_Excerpt to read_
■ ■ ■

Ear Wings

Everything About Fiction You Never Wanted to Know.

A trope mainly seen in fantasy: a character or creature is gifted with huge ears, possibly as large as his or her body.

Those ears don't just mundanely grant keen hearing: they can somehow flap, and are strong enough to actually give the power of Flight.

Don't expect the actual physics or biology behind this to be anything but handwaved.

Sometimes, the ears may even look more like real wings, with or without feathers, attached to the head rather than actual ears.

A Sub-Trope of Unusual Ears.

When the ears are instead spinning like a rotor, it falls into Heli Critter. Compare Hair Wings, Mercury's Wings, and Helicopter Hair.

Examples of Ear Wings include:


Anime & Manga

  • Patamon, Terriermon, Lopmon, and Culumon from Digimon can fly with their large ears. Though whether Patamon's are actually ears or just wings growing out of his head is up for debate. And Terriermon more rides air currents than flies.
  • The demoness Syren from Devilman is within the subtrope of having large wings attached to her head.
  • Baku from Onegai My Melody can extend his ears and use them to fly.


Comic Books

  • In one strip of Game Over (a spin-off to Kid Paddle), the Little Barbarian gains Ear Wings by drinking a potion. He can then fly on top of a stone pillar to rescue the Princess; unfortunately, she's startled by his appearence and screams, which deafens the hero and makes him fall to his death.


Films -- Animation

  • Walt Disney's Dumbo, of course. The whole story being about young elephant Dumbo trying to turn his embrassingly huge ears into an asset by learning how to fly with them, with the help of a Magic Feather.


Tabletop Games

  • Crosses into Body Horror with the Vargouille in Dungeons & Dragons. This monster is a flying head with tentacles that turns people into other Vargouilles by kissing them. And it has bat wings in place of ears.
  • RuneQuest has the Chonchon (based on South American mythology), a creature from the spirit world that manifests as a deformed head flying with its gigantic ears.


Video Games

  • Cream the Rabbit from Sonic the Hedgehog can fly with her ears.
  • Mario from Super Mario Land 2: 6 Golden Coins flies with his bunny ears when he has the Magic Carrot powerup.
  • Klonoa can glide for a few seconds with the help of his rather long ears.
  • Some of the mooks in Dragon Quest do this occasionally. Somehow, this is the least blatant use of artistic license with regard to biology.
  • Sky Forme Shaymin from Pokémon.


Web Original

  • The imps on Gaia Online have literal wings for ears and they can use them to fly. That they can do this in humanoid form is somehow more confusing than when they can do this as Waddling Heads.


Western Animation

  • In the Blackstar cartoon, Gossamer the Trobbit is a gnome with large ears allowing him to fly.

■ ■ ■

_Dataset content_
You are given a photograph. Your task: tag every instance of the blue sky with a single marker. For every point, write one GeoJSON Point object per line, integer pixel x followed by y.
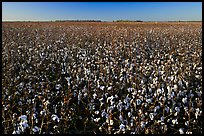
{"type": "Point", "coordinates": [105, 11]}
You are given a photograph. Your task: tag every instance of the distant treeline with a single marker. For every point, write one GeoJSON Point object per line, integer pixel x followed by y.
{"type": "Point", "coordinates": [78, 21]}
{"type": "Point", "coordinates": [185, 21]}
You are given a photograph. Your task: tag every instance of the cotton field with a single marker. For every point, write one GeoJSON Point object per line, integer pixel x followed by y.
{"type": "Point", "coordinates": [101, 78]}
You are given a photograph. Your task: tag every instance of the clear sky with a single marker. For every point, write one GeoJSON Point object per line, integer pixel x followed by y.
{"type": "Point", "coordinates": [105, 11]}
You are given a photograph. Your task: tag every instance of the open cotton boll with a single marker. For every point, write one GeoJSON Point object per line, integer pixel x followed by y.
{"type": "Point", "coordinates": [55, 118]}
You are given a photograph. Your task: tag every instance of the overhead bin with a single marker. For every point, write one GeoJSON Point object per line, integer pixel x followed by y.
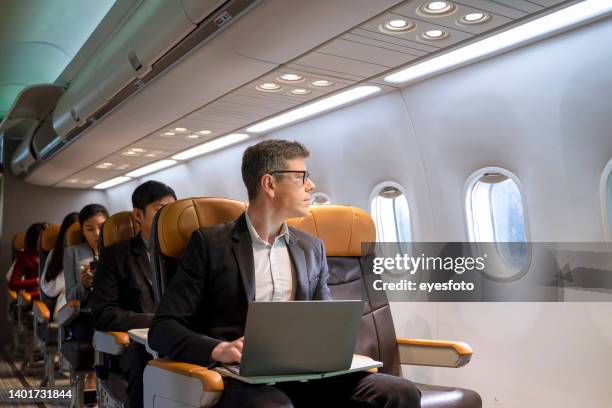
{"type": "Point", "coordinates": [198, 10]}
{"type": "Point", "coordinates": [78, 102]}
{"type": "Point", "coordinates": [23, 157]}
{"type": "Point", "coordinates": [153, 29]}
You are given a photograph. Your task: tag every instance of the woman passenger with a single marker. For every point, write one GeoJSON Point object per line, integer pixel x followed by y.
{"type": "Point", "coordinates": [52, 282]}
{"type": "Point", "coordinates": [79, 268]}
{"type": "Point", "coordinates": [25, 271]}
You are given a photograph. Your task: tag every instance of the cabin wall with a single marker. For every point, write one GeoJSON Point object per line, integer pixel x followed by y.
{"type": "Point", "coordinates": [542, 112]}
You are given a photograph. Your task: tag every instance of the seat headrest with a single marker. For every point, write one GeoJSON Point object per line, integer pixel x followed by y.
{"type": "Point", "coordinates": [48, 237]}
{"type": "Point", "coordinates": [119, 227]}
{"type": "Point", "coordinates": [19, 242]}
{"type": "Point", "coordinates": [74, 235]}
{"type": "Point", "coordinates": [177, 221]}
{"type": "Point", "coordinates": [341, 228]}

■ ■ ■

_Problem set_
1. In the Game Over strip described on the Ear Wings page, why does the Little Barbarian fall to his death after flying to the top of the stone pillar? Answer in one to three sentences.
2. Copy the part of the Ear Wings page between "Don't expect the" and "than actual ears.", inclusive, word for word.
You can leave the rows above aside.

_Answers to the exercises_
1. When he reaches the Princess, she is startled by his appearance and screams. Her scream deafens him, which makes him fall to his death.

2.
Don't expect the actual physics or biology behind this to be anything but handwaved.

Sometimes, the ears may even look more like real wings, with or without feathers, attached to the head rather than actual ears.